Text under study.
▼
Most farmers like tillage. Soil really doesn't like it. Too deep or poor timing is simply bad for its health. And this year, given the drought, you lose valuable soil moisture and clog soil pores.

I pondered tillage during a mid-October drive between Minneapolis and Des Moines. Most years at this time, harvest would still be in full swing, but this year almost all fields I saw during windshield time were tilled. Already. Done.

Given this early tillage trend, university soil scientists have reminded farmers that each tillage pass can reduce plant-available water by 0.75 in. Not only that, it clogs soil pores. Then raindrops break soil aggregates to further slow water infiltration to increase surface runoff. Then subsequent rains result in more runoff due to crusted soils. Such a cycle of challenges create a tillage trap, as farmers see a need to continue this trend.
▲
Source material.
▼
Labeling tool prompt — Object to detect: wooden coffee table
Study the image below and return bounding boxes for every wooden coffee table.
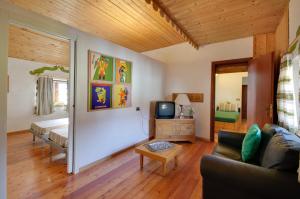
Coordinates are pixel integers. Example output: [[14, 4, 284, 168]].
[[135, 141, 182, 176]]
▲
Tasks for this exercise.
- a) From the last paragraph of the tillage text, list in order each effect it names in the chain it calls a tillage trap.
- b) Decide whether each statement agrees with the tillage text, answering yes or no and quoting the words of the text that settle it: (i) The drive happened in mid-October between Minneapolis and Des Moines. (ii) Most fields seen on the drive were still being harvested. (iii) Each tillage pass can reduce plant-available water by 1 in.
- c) Return the part of the tillage text starting at "Given this early" and ending at "continue this trend.".

Answer list.
- a)
1. Each tillage pass can reduce plant-available water by 0.75 in.
2. It clogs soil pores.
3. Raindrops break soil aggregates, further slowing water infiltration and increasing surface runoff.
4. Subsequent rains result in more runoff due to crusted soils.

- b)
(i) Yes: "during a mid-October drive between Minneapolis and Des Moines"
(ii) No: "almost all fields I saw during windshield time were tilled"
(iii) No: "each tillage pass can reduce plant-available water by 0.75 in"

- c)
Given this early tillage trend, university soil scientists have reminded farmers that each tillage pass can reduce plant-available water by 0.75 in. Not only that, it clogs soil pores. Then raindrops break soil aggregates to further slow water infiltration to increase surface runoff. Then subsequent rains result in more runoff due to crusted soils. Such a cycle of challenges create a tillage trap, as farmers see a need to continue this trend.